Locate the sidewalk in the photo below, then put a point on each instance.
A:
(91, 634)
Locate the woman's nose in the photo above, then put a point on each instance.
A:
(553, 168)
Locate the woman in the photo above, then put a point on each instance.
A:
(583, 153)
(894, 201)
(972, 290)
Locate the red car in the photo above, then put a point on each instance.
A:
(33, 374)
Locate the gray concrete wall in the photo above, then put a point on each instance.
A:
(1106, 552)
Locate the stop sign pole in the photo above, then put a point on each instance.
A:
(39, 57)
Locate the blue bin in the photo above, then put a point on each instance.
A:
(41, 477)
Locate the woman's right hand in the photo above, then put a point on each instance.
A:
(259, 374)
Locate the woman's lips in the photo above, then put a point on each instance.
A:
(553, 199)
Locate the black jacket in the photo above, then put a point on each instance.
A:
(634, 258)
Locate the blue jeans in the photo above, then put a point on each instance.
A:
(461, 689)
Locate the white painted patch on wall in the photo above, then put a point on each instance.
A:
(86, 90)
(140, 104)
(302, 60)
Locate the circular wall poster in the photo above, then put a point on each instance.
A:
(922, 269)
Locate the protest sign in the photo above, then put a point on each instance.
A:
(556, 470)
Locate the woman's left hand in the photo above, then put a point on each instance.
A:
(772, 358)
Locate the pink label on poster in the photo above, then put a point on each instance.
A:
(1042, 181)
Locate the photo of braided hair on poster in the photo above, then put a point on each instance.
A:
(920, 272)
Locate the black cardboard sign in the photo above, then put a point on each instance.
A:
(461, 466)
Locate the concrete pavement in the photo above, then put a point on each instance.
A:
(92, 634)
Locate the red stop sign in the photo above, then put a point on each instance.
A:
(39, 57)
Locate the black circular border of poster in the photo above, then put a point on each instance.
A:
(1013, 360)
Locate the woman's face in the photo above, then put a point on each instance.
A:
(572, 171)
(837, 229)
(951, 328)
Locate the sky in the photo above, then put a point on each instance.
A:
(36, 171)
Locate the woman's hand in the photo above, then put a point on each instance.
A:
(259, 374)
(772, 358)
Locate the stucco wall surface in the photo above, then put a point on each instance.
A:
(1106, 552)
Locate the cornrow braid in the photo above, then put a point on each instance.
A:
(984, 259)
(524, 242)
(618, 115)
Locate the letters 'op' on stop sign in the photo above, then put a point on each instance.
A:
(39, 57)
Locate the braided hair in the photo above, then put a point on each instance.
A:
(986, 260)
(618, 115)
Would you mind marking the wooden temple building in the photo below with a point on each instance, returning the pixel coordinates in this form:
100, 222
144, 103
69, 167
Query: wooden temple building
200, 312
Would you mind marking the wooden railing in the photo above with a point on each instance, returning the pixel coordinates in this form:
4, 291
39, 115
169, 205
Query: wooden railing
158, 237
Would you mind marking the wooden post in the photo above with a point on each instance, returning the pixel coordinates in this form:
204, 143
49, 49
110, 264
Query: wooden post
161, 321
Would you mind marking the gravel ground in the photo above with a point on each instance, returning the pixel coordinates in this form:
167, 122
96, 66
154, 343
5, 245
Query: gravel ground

What the task requires:
Echo the records, starting with the line that contains "Locate the concrete" and going on through the line that contains "(1013, 360)", with both of those lines included.

Problem solution:
Locate the concrete pavement in the photo above, then put a point on each instance.
A:
(92, 634)
Locate the red stop sign in the photo above, then put a point on each instance.
A:
(39, 57)
Locate the black circular border of poster in the photo above, then put a point on each instance.
A:
(1013, 360)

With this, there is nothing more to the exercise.